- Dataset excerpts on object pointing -
#####
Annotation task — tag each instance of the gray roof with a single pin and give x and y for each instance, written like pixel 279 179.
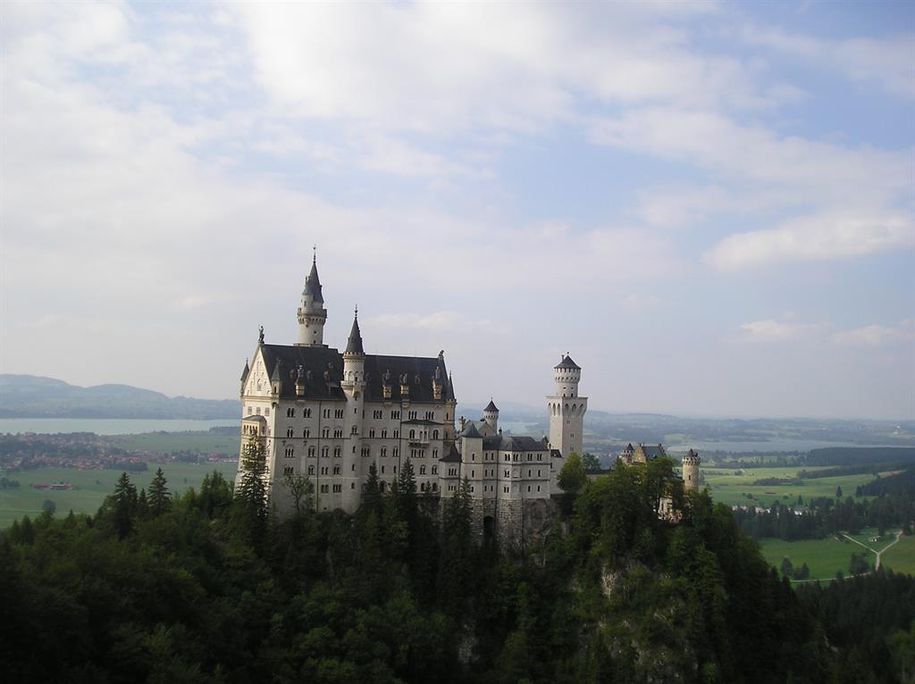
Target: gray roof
pixel 567 362
pixel 453 455
pixel 322 370
pixel 354 343
pixel 471 432
pixel 513 443
pixel 313 283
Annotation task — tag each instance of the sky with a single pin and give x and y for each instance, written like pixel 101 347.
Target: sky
pixel 709 205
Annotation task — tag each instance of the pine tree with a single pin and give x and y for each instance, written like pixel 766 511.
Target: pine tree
pixel 159 496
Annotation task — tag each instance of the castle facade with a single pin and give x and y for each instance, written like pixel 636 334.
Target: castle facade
pixel 331 416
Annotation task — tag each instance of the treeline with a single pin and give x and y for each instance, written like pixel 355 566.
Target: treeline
pixel 212 587
pixel 823 516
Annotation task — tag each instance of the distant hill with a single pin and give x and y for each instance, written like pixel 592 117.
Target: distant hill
pixel 30 396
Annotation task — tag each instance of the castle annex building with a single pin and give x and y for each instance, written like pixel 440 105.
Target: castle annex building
pixel 332 415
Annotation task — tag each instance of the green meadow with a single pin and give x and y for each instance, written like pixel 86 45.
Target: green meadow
pixel 735 486
pixel 91 487
pixel 901 556
pixel 824 557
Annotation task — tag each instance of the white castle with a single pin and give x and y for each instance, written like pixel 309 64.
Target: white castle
pixel 331 416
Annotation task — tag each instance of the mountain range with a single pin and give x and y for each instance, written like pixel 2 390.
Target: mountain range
pixel 31 396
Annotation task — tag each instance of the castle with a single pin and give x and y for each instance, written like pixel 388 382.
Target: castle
pixel 331 416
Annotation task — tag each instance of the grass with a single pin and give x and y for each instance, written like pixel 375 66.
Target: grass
pixel 824 557
pixel 92 486
pixel 171 442
pixel 732 486
pixel 901 557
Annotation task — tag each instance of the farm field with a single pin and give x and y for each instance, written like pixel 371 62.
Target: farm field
pixel 92 486
pixel 900 557
pixel 824 557
pixel 732 486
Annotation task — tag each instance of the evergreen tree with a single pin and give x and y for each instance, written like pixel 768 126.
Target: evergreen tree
pixel 159 496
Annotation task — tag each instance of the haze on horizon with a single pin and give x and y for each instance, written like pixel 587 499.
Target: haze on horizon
pixel 709 205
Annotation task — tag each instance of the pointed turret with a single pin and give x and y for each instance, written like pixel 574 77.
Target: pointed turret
pixel 311 313
pixel 354 343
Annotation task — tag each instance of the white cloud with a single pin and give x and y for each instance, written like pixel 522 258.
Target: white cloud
pixel 777 331
pixel 876 335
pixel 814 238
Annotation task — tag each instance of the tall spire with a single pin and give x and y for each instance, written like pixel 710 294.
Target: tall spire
pixel 312 282
pixel 354 343
pixel 311 313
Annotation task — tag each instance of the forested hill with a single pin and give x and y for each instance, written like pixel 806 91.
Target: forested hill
pixel 210 587
pixel 30 396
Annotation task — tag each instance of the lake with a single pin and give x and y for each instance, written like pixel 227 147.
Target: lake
pixel 110 426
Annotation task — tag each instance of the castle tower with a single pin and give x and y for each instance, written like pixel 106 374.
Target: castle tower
pixel 567 410
pixel 691 471
pixel 353 386
pixel 311 313
pixel 491 417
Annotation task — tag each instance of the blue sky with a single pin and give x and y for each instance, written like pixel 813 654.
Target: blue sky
pixel 710 205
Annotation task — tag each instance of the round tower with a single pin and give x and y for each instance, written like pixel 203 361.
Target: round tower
pixel 491 417
pixel 567 411
pixel 691 471
pixel 311 312
pixel 566 375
#####
Starting at the line that has "Annotation task — tag each instance of the pine" and stopping after the line that has "pixel 31 396", reproduce the material with "single pin" switched to "single marker" and everything else left as it is.

- Result for this task -
Annotation task — tag each instance of the pine tree with a single marker and give x and y for each instance, written like pixel 766 511.
Target: pine tree
pixel 159 496
Annotation task — tag each instance of the castle facade with a single marker and give x and y for each instance, written like pixel 636 334.
Target: castle facade
pixel 331 416
Annotation task — tag each instance of the treeline with a single marker and give x and y for each instance, written like pixel 355 566.
Target: treeline
pixel 212 587
pixel 823 516
Annotation task — tag each instance of the distant hill with a single marker and give x and y for each instance, written like pixel 592 117.
Target: distant hill
pixel 30 396
Annotation task — tag each instance of the castle annex building with a single marker and give x and y for each instance, written like pixel 440 105.
Target: castle annex building
pixel 332 415
Annotation task — tag each instance of the green meadow with a single marker and give x and y for each instance, written like pixel 86 45.
Target: green meadow
pixel 735 486
pixel 91 487
pixel 901 556
pixel 824 557
Annotation task — tag each instance of the white castle with a single marker and give x and y for each instance, written like pixel 309 64.
Target: white castle
pixel 331 416
Annotation task — tag each instance of the mountain range with a single marker and give x and y for each instance, written like pixel 2 390.
Target: mountain range
pixel 31 396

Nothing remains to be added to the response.